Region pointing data
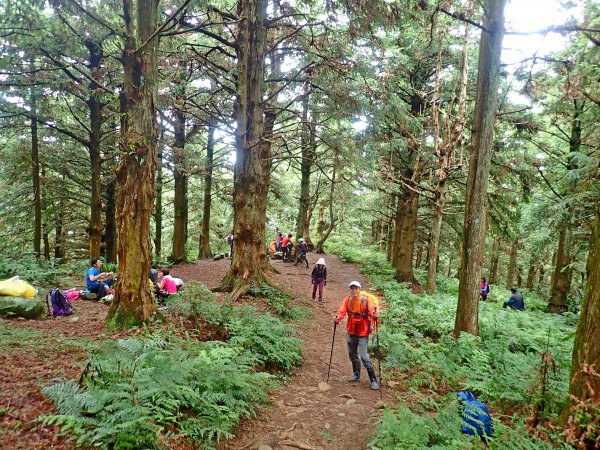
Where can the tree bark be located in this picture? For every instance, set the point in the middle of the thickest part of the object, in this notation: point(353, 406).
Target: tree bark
point(252, 172)
point(204, 250)
point(95, 134)
point(134, 301)
point(305, 163)
point(158, 206)
point(110, 229)
point(408, 232)
point(561, 281)
point(584, 387)
point(490, 49)
point(180, 201)
point(35, 179)
point(494, 258)
point(512, 265)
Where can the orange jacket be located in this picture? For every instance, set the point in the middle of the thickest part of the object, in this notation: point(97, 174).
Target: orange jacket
point(360, 315)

**TASK TO COMPLETE**. A faithful copy of all the data above is required, printed exactly and with no pictures.

**TASK RESULT**.
Where can the tree bark be located in this picture? For every instance, set the point in the middle of the thickest part of the object, in this notation: point(353, 406).
Target: tree bark
point(252, 172)
point(204, 250)
point(95, 134)
point(134, 301)
point(305, 163)
point(158, 206)
point(110, 229)
point(408, 232)
point(561, 281)
point(584, 387)
point(490, 49)
point(180, 201)
point(35, 179)
point(494, 258)
point(512, 265)
Where can the orange jacket be located in this picture? For every instance, set the point in the middle of the thickest part of the object, in this notation: point(97, 174).
Target: orange jacket
point(360, 315)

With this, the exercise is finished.